⟨
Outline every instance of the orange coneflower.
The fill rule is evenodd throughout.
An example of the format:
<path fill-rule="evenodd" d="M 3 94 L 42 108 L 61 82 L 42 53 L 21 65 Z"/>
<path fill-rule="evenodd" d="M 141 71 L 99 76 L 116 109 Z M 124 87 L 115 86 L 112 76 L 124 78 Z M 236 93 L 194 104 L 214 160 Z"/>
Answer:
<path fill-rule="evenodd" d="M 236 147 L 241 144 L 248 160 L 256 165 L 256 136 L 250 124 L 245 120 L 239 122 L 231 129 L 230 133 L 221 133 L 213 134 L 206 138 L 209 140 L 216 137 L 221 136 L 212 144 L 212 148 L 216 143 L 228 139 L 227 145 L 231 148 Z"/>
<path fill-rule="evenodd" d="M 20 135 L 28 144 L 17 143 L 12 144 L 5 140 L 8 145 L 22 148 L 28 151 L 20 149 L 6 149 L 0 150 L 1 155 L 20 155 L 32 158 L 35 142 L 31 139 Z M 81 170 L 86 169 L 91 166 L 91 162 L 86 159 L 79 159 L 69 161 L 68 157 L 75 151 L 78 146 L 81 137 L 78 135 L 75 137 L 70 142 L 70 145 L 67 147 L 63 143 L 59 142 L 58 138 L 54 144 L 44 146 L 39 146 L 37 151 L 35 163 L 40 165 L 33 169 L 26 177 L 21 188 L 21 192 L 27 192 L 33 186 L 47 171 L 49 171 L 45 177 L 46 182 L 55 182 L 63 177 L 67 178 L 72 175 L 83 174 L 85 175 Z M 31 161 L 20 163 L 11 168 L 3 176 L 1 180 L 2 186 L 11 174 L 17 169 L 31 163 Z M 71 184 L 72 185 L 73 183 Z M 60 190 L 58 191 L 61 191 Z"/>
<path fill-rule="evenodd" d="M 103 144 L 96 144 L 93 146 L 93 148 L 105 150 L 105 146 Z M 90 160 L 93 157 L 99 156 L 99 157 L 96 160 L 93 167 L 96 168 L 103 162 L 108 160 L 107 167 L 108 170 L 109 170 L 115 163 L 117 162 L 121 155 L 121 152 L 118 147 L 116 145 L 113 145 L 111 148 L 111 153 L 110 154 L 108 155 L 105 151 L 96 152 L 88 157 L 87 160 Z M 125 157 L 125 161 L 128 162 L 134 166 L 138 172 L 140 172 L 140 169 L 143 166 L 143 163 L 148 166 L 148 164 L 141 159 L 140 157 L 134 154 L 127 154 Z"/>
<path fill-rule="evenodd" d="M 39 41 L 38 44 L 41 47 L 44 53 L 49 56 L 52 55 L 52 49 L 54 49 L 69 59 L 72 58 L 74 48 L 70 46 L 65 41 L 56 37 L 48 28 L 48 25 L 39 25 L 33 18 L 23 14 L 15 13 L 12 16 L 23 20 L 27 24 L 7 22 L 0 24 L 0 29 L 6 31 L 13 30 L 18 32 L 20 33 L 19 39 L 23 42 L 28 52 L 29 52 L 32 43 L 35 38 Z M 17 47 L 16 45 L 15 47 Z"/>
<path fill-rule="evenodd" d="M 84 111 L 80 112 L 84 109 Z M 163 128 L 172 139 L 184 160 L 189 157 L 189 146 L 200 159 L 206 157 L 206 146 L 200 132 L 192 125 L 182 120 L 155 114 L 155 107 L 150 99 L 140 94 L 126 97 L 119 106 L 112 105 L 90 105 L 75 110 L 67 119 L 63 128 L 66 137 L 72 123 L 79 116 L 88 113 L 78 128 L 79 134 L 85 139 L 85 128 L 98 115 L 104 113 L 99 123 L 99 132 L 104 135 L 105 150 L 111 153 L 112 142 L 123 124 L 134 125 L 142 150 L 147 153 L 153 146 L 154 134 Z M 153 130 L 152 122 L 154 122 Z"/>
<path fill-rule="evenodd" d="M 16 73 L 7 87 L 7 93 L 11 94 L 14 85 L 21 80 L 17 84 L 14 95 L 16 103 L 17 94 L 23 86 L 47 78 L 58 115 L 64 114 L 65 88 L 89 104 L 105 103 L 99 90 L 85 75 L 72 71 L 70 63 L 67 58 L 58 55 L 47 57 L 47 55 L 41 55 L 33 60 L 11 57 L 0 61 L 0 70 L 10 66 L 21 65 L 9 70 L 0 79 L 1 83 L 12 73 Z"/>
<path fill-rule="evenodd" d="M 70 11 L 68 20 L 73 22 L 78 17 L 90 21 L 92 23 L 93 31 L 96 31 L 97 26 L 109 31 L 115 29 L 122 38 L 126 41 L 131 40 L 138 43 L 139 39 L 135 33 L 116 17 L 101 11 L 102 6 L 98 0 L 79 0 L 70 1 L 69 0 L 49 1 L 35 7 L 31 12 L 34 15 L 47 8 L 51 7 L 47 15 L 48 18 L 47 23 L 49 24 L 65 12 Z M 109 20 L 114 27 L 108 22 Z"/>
⟩
DIRECTIONS: Please arrange every line of the listing above as a Markdown table with the columns Number and Entry, leaving out any blank lines.

FULL SOLUTION:
| Number | Entry |
|---|---|
| 1 | Outline every instance of the orange coneflower. |
| 2 | The fill rule is evenodd throughout. |
| 3 | An example of the format: |
| 4 | <path fill-rule="evenodd" d="M 3 94 L 42 108 L 61 82 L 42 53 L 21 65 Z"/> |
| 5 | <path fill-rule="evenodd" d="M 141 71 L 99 76 L 116 109 Z M 124 87 L 115 86 L 112 76 L 124 78 Z M 236 93 L 194 104 L 214 160 Z"/> |
| 6 | Answer: |
| 7 | <path fill-rule="evenodd" d="M 236 147 L 241 144 L 248 160 L 256 165 L 256 136 L 250 124 L 245 120 L 239 122 L 231 129 L 230 133 L 221 133 L 213 134 L 206 138 L 209 140 L 216 137 L 221 136 L 212 144 L 212 148 L 216 143 L 228 139 L 227 145 L 231 148 Z"/> |
| 8 | <path fill-rule="evenodd" d="M 20 135 L 28 144 L 17 143 L 12 144 L 5 140 L 8 145 L 22 148 L 28 151 L 20 149 L 6 149 L 0 150 L 1 155 L 20 155 L 32 158 L 35 142 L 31 139 Z M 81 170 L 86 169 L 91 166 L 91 162 L 86 159 L 79 159 L 69 161 L 68 157 L 75 151 L 78 146 L 81 137 L 78 135 L 75 137 L 70 142 L 70 145 L 67 147 L 63 143 L 59 142 L 58 138 L 54 144 L 44 146 L 39 146 L 37 151 L 35 163 L 40 165 L 33 169 L 26 177 L 21 188 L 21 192 L 27 192 L 33 186 L 47 171 L 49 171 L 45 177 L 46 182 L 55 182 L 63 177 L 67 178 L 72 175 L 83 174 L 85 175 Z M 31 161 L 20 163 L 11 168 L 3 176 L 1 180 L 2 186 L 11 174 L 17 169 L 31 163 Z M 71 184 L 72 185 L 73 183 Z M 60 190 L 58 191 L 61 191 Z"/> |
| 9 | <path fill-rule="evenodd" d="M 103 144 L 96 144 L 93 146 L 93 148 L 105 150 L 105 146 Z M 90 160 L 93 157 L 99 156 L 99 157 L 96 160 L 93 167 L 96 168 L 103 162 L 108 160 L 107 167 L 108 170 L 109 170 L 115 163 L 117 162 L 121 155 L 121 152 L 118 147 L 116 145 L 113 145 L 111 148 L 111 153 L 110 154 L 108 155 L 105 151 L 96 152 L 88 157 L 87 160 Z M 125 157 L 125 161 L 128 162 L 134 166 L 138 172 L 140 172 L 140 169 L 143 166 L 143 163 L 148 166 L 148 164 L 141 159 L 140 157 L 134 154 L 127 154 Z"/> |
| 10 | <path fill-rule="evenodd" d="M 39 41 L 38 44 L 41 47 L 44 53 L 49 56 L 52 55 L 52 49 L 54 49 L 69 59 L 72 58 L 74 48 L 70 46 L 65 41 L 56 37 L 48 28 L 48 25 L 39 25 L 33 18 L 23 14 L 15 13 L 12 16 L 23 20 L 27 24 L 7 22 L 0 24 L 0 29 L 6 31 L 13 30 L 18 32 L 20 33 L 19 39 L 23 42 L 28 52 L 29 52 L 32 43 L 35 38 Z M 17 47 L 16 45 L 15 47 Z"/> |
| 11 | <path fill-rule="evenodd" d="M 84 111 L 80 112 L 84 109 Z M 163 128 L 172 139 L 184 160 L 189 157 L 189 146 L 200 159 L 206 157 L 206 146 L 200 132 L 192 125 L 182 120 L 155 114 L 155 107 L 150 99 L 140 94 L 126 97 L 119 106 L 112 105 L 90 105 L 75 110 L 67 119 L 63 128 L 66 137 L 72 123 L 79 116 L 88 113 L 78 128 L 79 134 L 85 139 L 85 128 L 98 115 L 104 113 L 99 123 L 99 132 L 104 135 L 105 150 L 111 153 L 112 142 L 123 124 L 134 125 L 142 150 L 147 153 L 153 146 L 154 134 Z M 153 130 L 152 122 L 154 122 Z"/> |
| 12 | <path fill-rule="evenodd" d="M 16 73 L 7 87 L 7 93 L 11 94 L 14 85 L 21 80 L 17 84 L 14 95 L 16 103 L 17 94 L 23 86 L 47 78 L 58 115 L 64 114 L 65 88 L 89 104 L 105 103 L 99 90 L 85 75 L 72 71 L 70 63 L 67 58 L 58 55 L 47 57 L 47 55 L 41 55 L 33 60 L 11 57 L 0 61 L 0 70 L 10 66 L 21 65 L 9 70 L 0 79 L 1 83 L 12 73 Z"/> |
| 13 | <path fill-rule="evenodd" d="M 70 11 L 68 20 L 73 22 L 78 17 L 90 21 L 92 23 L 93 31 L 96 31 L 97 26 L 109 31 L 115 29 L 122 38 L 126 41 L 131 40 L 138 43 L 139 39 L 135 33 L 116 17 L 101 11 L 102 6 L 98 0 L 79 0 L 70 1 L 69 0 L 49 1 L 35 7 L 31 12 L 34 15 L 47 8 L 51 7 L 47 15 L 48 18 L 47 23 L 49 24 L 65 12 Z M 109 20 L 114 27 L 108 22 Z"/> |